▶ _Exercise goal_: Copy the listing in full and exactly, omitting its images.

▶ _Records shown_:
- - -

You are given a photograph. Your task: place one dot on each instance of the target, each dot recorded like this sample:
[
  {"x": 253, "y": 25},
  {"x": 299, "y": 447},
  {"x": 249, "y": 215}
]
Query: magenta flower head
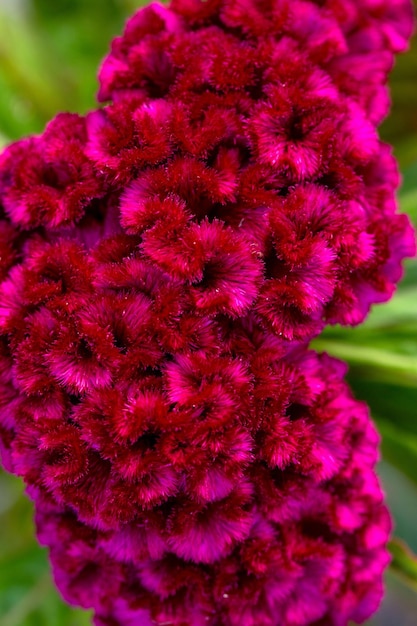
[{"x": 164, "y": 263}]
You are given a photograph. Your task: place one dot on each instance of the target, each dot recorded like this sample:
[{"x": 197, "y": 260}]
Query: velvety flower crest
[{"x": 165, "y": 261}]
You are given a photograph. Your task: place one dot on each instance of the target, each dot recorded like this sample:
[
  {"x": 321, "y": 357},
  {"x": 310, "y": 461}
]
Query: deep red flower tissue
[{"x": 164, "y": 263}]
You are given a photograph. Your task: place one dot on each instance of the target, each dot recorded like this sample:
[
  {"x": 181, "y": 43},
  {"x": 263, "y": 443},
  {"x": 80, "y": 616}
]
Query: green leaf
[
  {"x": 399, "y": 447},
  {"x": 404, "y": 562}
]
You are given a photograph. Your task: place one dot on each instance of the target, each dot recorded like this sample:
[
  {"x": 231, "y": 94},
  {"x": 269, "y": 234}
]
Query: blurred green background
[{"x": 49, "y": 54}]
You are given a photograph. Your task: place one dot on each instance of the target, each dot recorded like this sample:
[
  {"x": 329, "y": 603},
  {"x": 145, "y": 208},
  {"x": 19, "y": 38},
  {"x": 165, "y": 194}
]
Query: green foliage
[{"x": 49, "y": 54}]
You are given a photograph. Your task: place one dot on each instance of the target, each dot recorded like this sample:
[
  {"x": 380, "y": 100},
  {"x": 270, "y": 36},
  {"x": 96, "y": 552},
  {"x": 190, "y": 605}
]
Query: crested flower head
[{"x": 164, "y": 262}]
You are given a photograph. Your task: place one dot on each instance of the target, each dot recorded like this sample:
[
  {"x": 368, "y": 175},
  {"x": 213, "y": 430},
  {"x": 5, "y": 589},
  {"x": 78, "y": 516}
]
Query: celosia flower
[{"x": 164, "y": 262}]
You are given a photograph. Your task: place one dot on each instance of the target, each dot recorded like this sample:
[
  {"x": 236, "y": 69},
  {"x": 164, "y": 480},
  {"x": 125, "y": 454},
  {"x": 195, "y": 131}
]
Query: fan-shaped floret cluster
[{"x": 164, "y": 262}]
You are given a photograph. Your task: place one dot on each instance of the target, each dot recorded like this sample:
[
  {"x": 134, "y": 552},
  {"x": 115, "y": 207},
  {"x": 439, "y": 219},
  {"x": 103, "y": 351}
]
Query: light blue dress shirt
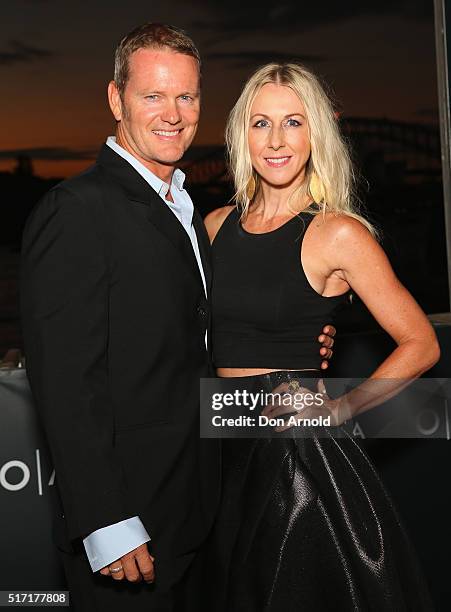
[{"x": 107, "y": 544}]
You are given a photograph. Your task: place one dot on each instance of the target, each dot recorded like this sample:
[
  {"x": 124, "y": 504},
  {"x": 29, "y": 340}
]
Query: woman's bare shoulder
[
  {"x": 214, "y": 220},
  {"x": 341, "y": 226}
]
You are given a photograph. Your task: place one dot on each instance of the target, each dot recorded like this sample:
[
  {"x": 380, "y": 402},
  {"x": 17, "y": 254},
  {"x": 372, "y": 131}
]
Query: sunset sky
[{"x": 56, "y": 60}]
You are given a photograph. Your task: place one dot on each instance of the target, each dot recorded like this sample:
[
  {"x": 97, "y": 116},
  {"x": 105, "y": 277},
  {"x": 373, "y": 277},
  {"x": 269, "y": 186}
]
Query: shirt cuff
[{"x": 107, "y": 544}]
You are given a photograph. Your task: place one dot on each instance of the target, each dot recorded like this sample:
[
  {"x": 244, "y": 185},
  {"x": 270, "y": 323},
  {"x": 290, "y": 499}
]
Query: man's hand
[
  {"x": 327, "y": 341},
  {"x": 135, "y": 566}
]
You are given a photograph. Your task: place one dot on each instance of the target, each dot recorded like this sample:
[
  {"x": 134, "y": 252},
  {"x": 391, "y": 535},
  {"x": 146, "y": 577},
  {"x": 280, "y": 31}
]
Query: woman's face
[{"x": 279, "y": 142}]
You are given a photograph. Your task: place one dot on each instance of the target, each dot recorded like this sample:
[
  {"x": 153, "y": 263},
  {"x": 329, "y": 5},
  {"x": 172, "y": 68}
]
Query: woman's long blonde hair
[{"x": 329, "y": 166}]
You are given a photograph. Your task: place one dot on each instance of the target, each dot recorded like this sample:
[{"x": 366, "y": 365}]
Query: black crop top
[{"x": 265, "y": 312}]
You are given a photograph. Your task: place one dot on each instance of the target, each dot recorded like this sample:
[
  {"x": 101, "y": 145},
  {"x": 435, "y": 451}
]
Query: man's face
[{"x": 159, "y": 111}]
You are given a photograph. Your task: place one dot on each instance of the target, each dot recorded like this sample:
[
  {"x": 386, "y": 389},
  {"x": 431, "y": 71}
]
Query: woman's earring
[
  {"x": 250, "y": 189},
  {"x": 316, "y": 189}
]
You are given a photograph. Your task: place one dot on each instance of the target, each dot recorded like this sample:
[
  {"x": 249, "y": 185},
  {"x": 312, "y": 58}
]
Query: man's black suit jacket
[{"x": 114, "y": 319}]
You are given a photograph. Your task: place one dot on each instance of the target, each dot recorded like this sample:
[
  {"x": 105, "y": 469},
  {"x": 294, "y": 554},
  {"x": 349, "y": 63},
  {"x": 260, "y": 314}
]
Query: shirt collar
[{"x": 162, "y": 188}]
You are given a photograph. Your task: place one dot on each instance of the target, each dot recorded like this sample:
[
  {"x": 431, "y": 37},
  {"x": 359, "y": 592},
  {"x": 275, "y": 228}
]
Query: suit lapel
[
  {"x": 204, "y": 248},
  {"x": 167, "y": 223},
  {"x": 161, "y": 217}
]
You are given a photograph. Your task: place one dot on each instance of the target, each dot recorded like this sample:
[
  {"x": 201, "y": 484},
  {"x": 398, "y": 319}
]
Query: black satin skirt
[{"x": 305, "y": 525}]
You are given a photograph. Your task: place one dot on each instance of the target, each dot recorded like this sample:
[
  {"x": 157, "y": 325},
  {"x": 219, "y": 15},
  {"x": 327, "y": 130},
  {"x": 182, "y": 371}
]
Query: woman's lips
[{"x": 277, "y": 162}]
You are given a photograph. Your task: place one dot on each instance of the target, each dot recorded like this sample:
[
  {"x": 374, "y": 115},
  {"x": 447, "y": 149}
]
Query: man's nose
[{"x": 171, "y": 112}]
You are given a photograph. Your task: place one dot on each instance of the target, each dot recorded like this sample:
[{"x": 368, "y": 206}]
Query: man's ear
[{"x": 115, "y": 101}]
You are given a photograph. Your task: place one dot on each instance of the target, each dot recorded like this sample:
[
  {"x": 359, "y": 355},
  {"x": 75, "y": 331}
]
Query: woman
[{"x": 305, "y": 524}]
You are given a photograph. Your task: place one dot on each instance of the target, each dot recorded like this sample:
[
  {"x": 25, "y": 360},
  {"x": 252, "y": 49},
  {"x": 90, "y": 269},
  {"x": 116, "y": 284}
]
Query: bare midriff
[{"x": 237, "y": 372}]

- - -

▶ _Reply_:
You are given a photograph. Your task: place one dot on each instance of the target, each dot recorded like this sample:
[
  {"x": 253, "y": 25},
  {"x": 299, "y": 447},
  {"x": 249, "y": 215}
]
Query: magenta flower head
[{"x": 164, "y": 263}]
You are given a photograph. Your task: place one dot on each instance of the target, each dot recorded like this sample:
[{"x": 197, "y": 260}]
Query: velvety flower crest
[{"x": 165, "y": 261}]
You are given a photograph. Your task: place one dot on each instance of the target, each dot recorded like this sample:
[
  {"x": 321, "y": 357},
  {"x": 310, "y": 461}
]
Query: deep red flower tissue
[{"x": 164, "y": 263}]
You are given a photograph. Your task: place one dot on each instance of the target, each dot recorded like this sample:
[
  {"x": 181, "y": 43},
  {"x": 263, "y": 443},
  {"x": 80, "y": 616}
]
Query: green leaf
[
  {"x": 399, "y": 447},
  {"x": 404, "y": 562}
]
You are given a photograph. Your task: place one dot on each instance of the target, each dot recorded like this sample:
[
  {"x": 231, "y": 94},
  {"x": 269, "y": 234}
]
Query: blurred green background
[{"x": 49, "y": 54}]
You are given a photograph. Your task: place one dot on each instance of the target, each dot recorded like this sample:
[
  {"x": 329, "y": 603},
  {"x": 145, "y": 208},
  {"x": 19, "y": 38},
  {"x": 165, "y": 194}
]
Query: green foliage
[{"x": 49, "y": 54}]
You are given a photograph. Your task: place one dot on each instance of the target, each dot recorded like this sample:
[
  {"x": 380, "y": 100},
  {"x": 270, "y": 36},
  {"x": 96, "y": 552},
  {"x": 190, "y": 605}
]
Query: crested flower head
[{"x": 164, "y": 262}]
You are given a photograph. Your task: place one dot on each instance of the target, each dot recorded like this sample:
[
  {"x": 368, "y": 175},
  {"x": 213, "y": 430},
  {"x": 5, "y": 589},
  {"x": 78, "y": 516}
]
Query: celosia flower
[{"x": 164, "y": 262}]
You are given a photograph. Your task: place one dot on each instance of the target, each dot recorded like this sample:
[
  {"x": 236, "y": 69},
  {"x": 164, "y": 480},
  {"x": 125, "y": 454},
  {"x": 195, "y": 131}
]
Query: fan-shaped floret cluster
[{"x": 164, "y": 262}]
You are given a photograph. Your task: place one dot on each instance of the target, each dot recorded like this sample:
[
  {"x": 134, "y": 552},
  {"x": 115, "y": 207},
  {"x": 439, "y": 219},
  {"x": 103, "y": 351}
]
Query: light blue dress shirt
[{"x": 107, "y": 544}]
You are given a photograph. Your task: place one dot on each instance of the target, each dot recorded like this sample:
[
  {"x": 124, "y": 504},
  {"x": 29, "y": 340}
]
Query: woman's bare shoulder
[
  {"x": 214, "y": 220},
  {"x": 341, "y": 226}
]
You are given a photograph. Your task: place one dot on each instance of the target, each dot recorded like this sample:
[
  {"x": 380, "y": 402},
  {"x": 17, "y": 254},
  {"x": 372, "y": 131}
]
Query: sunset sky
[{"x": 56, "y": 60}]
You are given a photograph. Your task: place one dot on each instance of the target, each dot recorded like this sample:
[
  {"x": 97, "y": 116},
  {"x": 105, "y": 277},
  {"x": 373, "y": 277},
  {"x": 269, "y": 186}
]
Query: shirt cuff
[{"x": 107, "y": 544}]
You are given a photograph. Your task: place one dot on each instance of the target, each dot recorded like this sample:
[
  {"x": 244, "y": 185},
  {"x": 270, "y": 323},
  {"x": 290, "y": 499}
]
Query: man's hand
[
  {"x": 327, "y": 341},
  {"x": 135, "y": 566}
]
You are given a photograph. Your task: place one dot on each instance of the target, each dot recorded like this sample:
[
  {"x": 134, "y": 252},
  {"x": 391, "y": 535},
  {"x": 146, "y": 577},
  {"x": 280, "y": 31}
]
Query: woman's face
[{"x": 279, "y": 142}]
You are given a photograph. Your task: place one dot on each instance of the target, each dot recorded like this sample:
[
  {"x": 153, "y": 263},
  {"x": 329, "y": 5},
  {"x": 172, "y": 68}
]
Query: woman's long blonde hair
[{"x": 329, "y": 166}]
You are given a photograph. Your task: place one dot on each instance of the target, each dot recorded like this sample:
[{"x": 366, "y": 365}]
Query: black crop top
[{"x": 265, "y": 312}]
You are given a photograph. Your task: place one dot on each instance of the target, each dot recorded like this sample:
[
  {"x": 101, "y": 145},
  {"x": 435, "y": 451}
]
Query: man's face
[{"x": 159, "y": 111}]
You are given a photograph. Your task: place one dot on each instance of the target, each dot recorded like this sample:
[
  {"x": 386, "y": 389},
  {"x": 431, "y": 71}
]
Query: woman's earring
[
  {"x": 250, "y": 189},
  {"x": 316, "y": 189}
]
You are given a photograph. Your task: place one dot on each instance of the target, each dot recorded like this sample:
[
  {"x": 249, "y": 185},
  {"x": 312, "y": 58}
]
Query: man's black suit jacket
[{"x": 114, "y": 319}]
You are given a photograph. Your task: place one dot on each instance of the target, each dot recorded like this sample:
[
  {"x": 105, "y": 469},
  {"x": 294, "y": 554},
  {"x": 349, "y": 63},
  {"x": 260, "y": 314}
]
Query: shirt collar
[{"x": 162, "y": 188}]
You are given a photograph. Your task: place one dot on each instance of the target, each dot recorded like this sample:
[
  {"x": 431, "y": 37},
  {"x": 359, "y": 592},
  {"x": 275, "y": 228}
]
Query: suit lapel
[
  {"x": 204, "y": 248},
  {"x": 167, "y": 223},
  {"x": 161, "y": 217}
]
You are given a photograph. Your task: place one dot on each instance of the target, each dot recorded like this sample:
[
  {"x": 201, "y": 484},
  {"x": 398, "y": 319}
]
Query: black satin skirt
[{"x": 305, "y": 525}]
You are given a photograph. Your task: place one dot on each instance of the target, each dot recorded like this sample:
[
  {"x": 157, "y": 325},
  {"x": 219, "y": 15},
  {"x": 327, "y": 130},
  {"x": 182, "y": 371}
]
Query: woman's lips
[{"x": 277, "y": 162}]
You are given a photograph. Your task: place one dot on each instance of the target, each dot recorded like this sample:
[
  {"x": 374, "y": 115},
  {"x": 447, "y": 149}
]
Query: man's nose
[{"x": 171, "y": 112}]
You are given a photograph. Your task: place one dot on each instance of the target, each dot recorded like this sample:
[{"x": 368, "y": 206}]
Query: man's ear
[{"x": 115, "y": 101}]
You are given a photograph. Your task: place one dot on each instance of the target, each dot recorded like this sample:
[
  {"x": 359, "y": 355},
  {"x": 75, "y": 331}
]
Query: woman
[{"x": 305, "y": 524}]
You are given a photograph. Your task: place one dot on each instance of the target, each dot recorded like this sample:
[
  {"x": 25, "y": 360},
  {"x": 252, "y": 49},
  {"x": 90, "y": 269},
  {"x": 116, "y": 284}
]
Query: bare midriff
[{"x": 237, "y": 372}]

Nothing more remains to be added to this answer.